───── Data for this exercise ─────

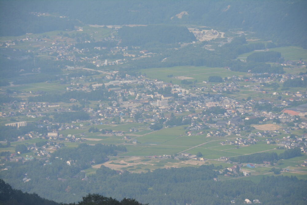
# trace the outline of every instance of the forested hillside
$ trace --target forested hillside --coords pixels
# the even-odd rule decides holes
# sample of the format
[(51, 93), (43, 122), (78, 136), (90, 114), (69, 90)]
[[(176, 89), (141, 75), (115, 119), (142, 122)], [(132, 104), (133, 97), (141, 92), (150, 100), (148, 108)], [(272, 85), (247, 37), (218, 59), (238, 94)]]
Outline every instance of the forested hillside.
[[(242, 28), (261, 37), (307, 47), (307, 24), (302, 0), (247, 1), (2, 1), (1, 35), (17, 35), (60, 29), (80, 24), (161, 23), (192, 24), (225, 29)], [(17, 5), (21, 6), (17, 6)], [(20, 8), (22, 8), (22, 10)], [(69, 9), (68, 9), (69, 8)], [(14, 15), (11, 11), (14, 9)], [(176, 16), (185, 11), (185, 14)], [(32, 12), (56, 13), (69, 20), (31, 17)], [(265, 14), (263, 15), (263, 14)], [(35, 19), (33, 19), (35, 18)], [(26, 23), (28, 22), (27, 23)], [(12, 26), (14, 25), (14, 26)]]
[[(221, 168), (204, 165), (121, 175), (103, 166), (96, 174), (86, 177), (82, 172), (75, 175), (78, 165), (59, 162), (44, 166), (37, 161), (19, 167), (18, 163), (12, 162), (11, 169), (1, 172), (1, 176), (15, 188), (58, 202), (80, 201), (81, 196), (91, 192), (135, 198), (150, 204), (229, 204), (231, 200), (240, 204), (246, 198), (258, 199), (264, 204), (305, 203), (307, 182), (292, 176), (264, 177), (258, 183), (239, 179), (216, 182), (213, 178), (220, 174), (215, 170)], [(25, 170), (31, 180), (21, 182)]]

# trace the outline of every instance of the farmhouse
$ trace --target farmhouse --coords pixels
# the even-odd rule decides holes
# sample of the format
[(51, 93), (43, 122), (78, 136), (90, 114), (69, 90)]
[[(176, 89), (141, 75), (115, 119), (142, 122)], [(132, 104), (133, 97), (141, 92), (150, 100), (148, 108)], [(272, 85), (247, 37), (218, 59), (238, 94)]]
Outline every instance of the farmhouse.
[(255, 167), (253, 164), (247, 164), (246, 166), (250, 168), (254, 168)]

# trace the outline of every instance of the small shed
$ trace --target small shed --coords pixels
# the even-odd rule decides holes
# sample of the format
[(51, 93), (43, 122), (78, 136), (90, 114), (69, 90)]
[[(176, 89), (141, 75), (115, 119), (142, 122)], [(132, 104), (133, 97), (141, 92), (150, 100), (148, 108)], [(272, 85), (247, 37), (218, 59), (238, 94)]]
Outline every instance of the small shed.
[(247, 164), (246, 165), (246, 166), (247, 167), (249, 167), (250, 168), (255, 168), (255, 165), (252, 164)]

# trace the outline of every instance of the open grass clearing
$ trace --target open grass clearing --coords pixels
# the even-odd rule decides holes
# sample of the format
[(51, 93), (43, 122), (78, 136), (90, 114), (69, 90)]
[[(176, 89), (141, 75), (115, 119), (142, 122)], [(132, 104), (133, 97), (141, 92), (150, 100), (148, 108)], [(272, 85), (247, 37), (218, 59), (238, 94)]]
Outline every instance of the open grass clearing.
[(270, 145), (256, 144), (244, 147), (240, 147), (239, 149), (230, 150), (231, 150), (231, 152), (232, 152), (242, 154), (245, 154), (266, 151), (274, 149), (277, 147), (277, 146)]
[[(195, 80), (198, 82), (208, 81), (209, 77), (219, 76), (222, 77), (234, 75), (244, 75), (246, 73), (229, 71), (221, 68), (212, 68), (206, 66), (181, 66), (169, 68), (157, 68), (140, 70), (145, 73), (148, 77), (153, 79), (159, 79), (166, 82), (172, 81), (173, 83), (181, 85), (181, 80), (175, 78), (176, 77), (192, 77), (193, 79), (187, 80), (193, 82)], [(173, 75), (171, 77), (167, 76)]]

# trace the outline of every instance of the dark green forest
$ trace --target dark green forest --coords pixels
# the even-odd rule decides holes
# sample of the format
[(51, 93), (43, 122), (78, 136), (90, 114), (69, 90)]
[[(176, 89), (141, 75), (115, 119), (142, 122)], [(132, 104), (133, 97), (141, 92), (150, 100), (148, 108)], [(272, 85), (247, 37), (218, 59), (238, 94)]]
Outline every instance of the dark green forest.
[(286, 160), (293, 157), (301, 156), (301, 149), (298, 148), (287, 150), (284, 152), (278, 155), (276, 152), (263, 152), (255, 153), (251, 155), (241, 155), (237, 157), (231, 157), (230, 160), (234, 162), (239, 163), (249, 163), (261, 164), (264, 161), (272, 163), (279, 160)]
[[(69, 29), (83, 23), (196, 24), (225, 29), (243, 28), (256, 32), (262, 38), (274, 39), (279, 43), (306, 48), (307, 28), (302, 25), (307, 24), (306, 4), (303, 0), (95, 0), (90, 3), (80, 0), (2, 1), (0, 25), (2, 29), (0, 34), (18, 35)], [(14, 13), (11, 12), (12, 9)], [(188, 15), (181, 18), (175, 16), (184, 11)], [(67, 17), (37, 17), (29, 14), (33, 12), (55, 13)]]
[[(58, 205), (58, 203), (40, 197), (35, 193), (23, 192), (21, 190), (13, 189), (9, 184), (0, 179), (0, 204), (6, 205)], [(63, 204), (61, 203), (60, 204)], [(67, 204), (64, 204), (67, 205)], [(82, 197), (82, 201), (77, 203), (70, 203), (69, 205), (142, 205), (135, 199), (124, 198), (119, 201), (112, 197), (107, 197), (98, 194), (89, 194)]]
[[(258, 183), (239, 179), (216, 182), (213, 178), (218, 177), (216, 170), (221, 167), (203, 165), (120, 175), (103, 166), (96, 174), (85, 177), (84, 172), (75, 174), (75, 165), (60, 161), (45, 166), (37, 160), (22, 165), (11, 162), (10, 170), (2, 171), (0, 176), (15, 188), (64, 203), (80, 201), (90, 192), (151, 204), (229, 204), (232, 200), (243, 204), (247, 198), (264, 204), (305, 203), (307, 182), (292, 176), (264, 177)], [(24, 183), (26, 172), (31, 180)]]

─────

▶ _Your goal_:
Swap "farmhouse" for "barn" everywhere in the listing above and give every line again with nothing else changed, leaving out the pictures.

▶ _Expected answer_:
# trace the outline of every instance of the forested hillside
$ trace --target forested hillside --coords pixels
# the even-odd rule decides holes
# sample of the format
[(51, 93), (43, 122), (78, 136), (90, 114), (69, 90)]
[[(176, 89), (141, 75), (115, 119), (142, 122)], [(132, 104), (133, 97), (141, 92), (150, 100), (148, 108)], [(272, 85), (247, 37), (218, 59), (238, 94)]]
Outline every instance of the forested hillside.
[[(242, 28), (261, 37), (307, 47), (307, 24), (302, 0), (247, 1), (2, 1), (1, 35), (17, 35), (60, 29), (80, 24), (161, 23), (192, 24), (225, 29)], [(17, 5), (21, 6), (17, 6)], [(20, 8), (22, 8), (22, 10)], [(69, 9), (68, 9), (69, 8)], [(14, 15), (11, 11), (14, 9)], [(176, 16), (185, 11), (185, 14)], [(32, 12), (56, 13), (69, 20), (31, 17)], [(265, 14), (263, 15), (263, 14)], [(35, 19), (33, 19), (35, 18)], [(26, 23), (28, 22), (27, 23)], [(12, 26), (14, 25), (14, 26)]]
[[(221, 168), (204, 165), (121, 175), (103, 166), (96, 174), (86, 177), (82, 172), (75, 175), (78, 165), (59, 162), (44, 166), (37, 161), (19, 167), (18, 163), (12, 162), (11, 169), (1, 172), (1, 176), (15, 188), (58, 202), (80, 201), (81, 196), (91, 192), (135, 198), (150, 204), (229, 204), (231, 200), (240, 204), (246, 198), (258, 199), (264, 204), (305, 203), (307, 182), (292, 176), (264, 177), (258, 183), (239, 179), (216, 182), (213, 178), (220, 174), (215, 170)], [(25, 170), (31, 180), (21, 182)]]

# trace the outline of every instance of the barn
$ trace --target barn --coords pixels
# the even-odd rule decides holes
# sample of the format
[(51, 93), (43, 122), (78, 136), (90, 114), (69, 90)]
[[(176, 89), (141, 75), (115, 119), (142, 122)], [(132, 104), (133, 97), (141, 92), (150, 100), (148, 108)], [(272, 85), (247, 37), (218, 59), (238, 94)]]
Outline every instance of the barn.
[(255, 167), (253, 164), (247, 164), (246, 166), (250, 168), (254, 168)]

# trace the outline of every instance of the small shed
$ trace --target small shed --coords pixels
# the even-odd rule decides holes
# sample of the format
[(51, 93), (43, 122), (78, 136), (90, 114), (69, 90)]
[[(176, 89), (141, 75), (115, 119), (142, 122)], [(132, 104), (133, 97), (141, 92), (150, 100), (148, 108)], [(272, 85), (247, 37), (218, 59), (238, 94)]]
Outline every instance of the small shed.
[(247, 164), (246, 165), (246, 166), (247, 167), (249, 167), (250, 168), (255, 168), (255, 165), (252, 164)]

# trace the outline of every instance of the open grass clearing
$ trace --target open grass clearing --coords pixels
# the even-odd rule decides holes
# sample of the format
[(51, 93), (43, 122), (78, 136), (90, 114), (69, 90)]
[[(176, 89), (141, 75), (115, 119), (142, 122)], [(132, 104), (133, 97), (141, 92), (150, 100), (148, 108)], [(272, 85), (247, 37), (218, 59), (238, 94)]]
Outline every instance of the open grass clearing.
[(270, 145), (256, 144), (244, 147), (240, 147), (239, 149), (230, 150), (231, 150), (231, 152), (232, 152), (242, 154), (245, 154), (266, 151), (274, 149), (277, 147), (277, 146)]
[[(195, 80), (198, 82), (208, 81), (209, 77), (219, 76), (222, 77), (234, 75), (244, 75), (246, 73), (229, 71), (221, 68), (212, 68), (206, 66), (181, 66), (169, 68), (157, 68), (140, 70), (145, 73), (148, 77), (153, 79), (159, 79), (166, 82), (172, 81), (173, 83), (181, 85), (181, 80), (175, 78), (176, 77), (192, 77), (193, 79), (187, 80), (193, 82)], [(173, 75), (171, 77), (167, 76)]]

# trace the outline of every instance of the dark green forest
$ trace --target dark green forest --coords pixels
# the even-odd rule decides holes
# sample of the format
[(51, 93), (43, 122), (78, 136), (90, 114), (69, 90)]
[[(176, 89), (141, 75), (115, 119), (142, 122)], [(132, 104), (133, 97), (141, 92), (150, 100), (148, 108)], [(272, 85), (247, 37), (218, 59), (238, 94)]]
Outline every instance of the dark green forest.
[(286, 160), (293, 157), (301, 156), (301, 149), (298, 148), (287, 150), (284, 152), (278, 155), (276, 152), (263, 152), (255, 153), (251, 155), (241, 155), (237, 157), (231, 157), (230, 160), (234, 162), (239, 163), (249, 163), (261, 164), (264, 161), (272, 163), (279, 160)]
[[(69, 29), (83, 23), (196, 24), (225, 29), (243, 28), (256, 32), (262, 38), (274, 39), (279, 43), (306, 48), (307, 28), (302, 25), (307, 24), (306, 4), (303, 0), (95, 0), (90, 3), (80, 0), (2, 1), (0, 25), (2, 29), (0, 34), (18, 35)], [(14, 13), (11, 12), (12, 9)], [(188, 15), (181, 18), (175, 16), (184, 11)], [(67, 17), (37, 17), (29, 14), (33, 12), (55, 13)]]
[[(58, 205), (58, 203), (40, 197), (35, 193), (23, 192), (21, 190), (13, 189), (9, 184), (0, 179), (0, 204), (6, 205)], [(63, 204), (61, 203), (60, 204)], [(67, 204), (64, 204), (67, 205)], [(82, 197), (82, 201), (77, 203), (70, 203), (69, 205), (142, 205), (135, 199), (124, 198), (119, 201), (112, 197), (107, 197), (98, 194), (89, 194)]]
[[(258, 183), (239, 179), (216, 182), (213, 178), (218, 177), (216, 170), (221, 167), (203, 165), (120, 175), (103, 166), (96, 174), (85, 177), (84, 172), (75, 174), (75, 165), (60, 161), (45, 166), (37, 160), (22, 165), (11, 162), (10, 170), (2, 171), (0, 176), (15, 188), (64, 203), (80, 201), (90, 192), (151, 204), (229, 204), (232, 200), (243, 204), (247, 198), (264, 204), (305, 203), (307, 182), (292, 176), (264, 177)], [(24, 183), (26, 172), (31, 180)]]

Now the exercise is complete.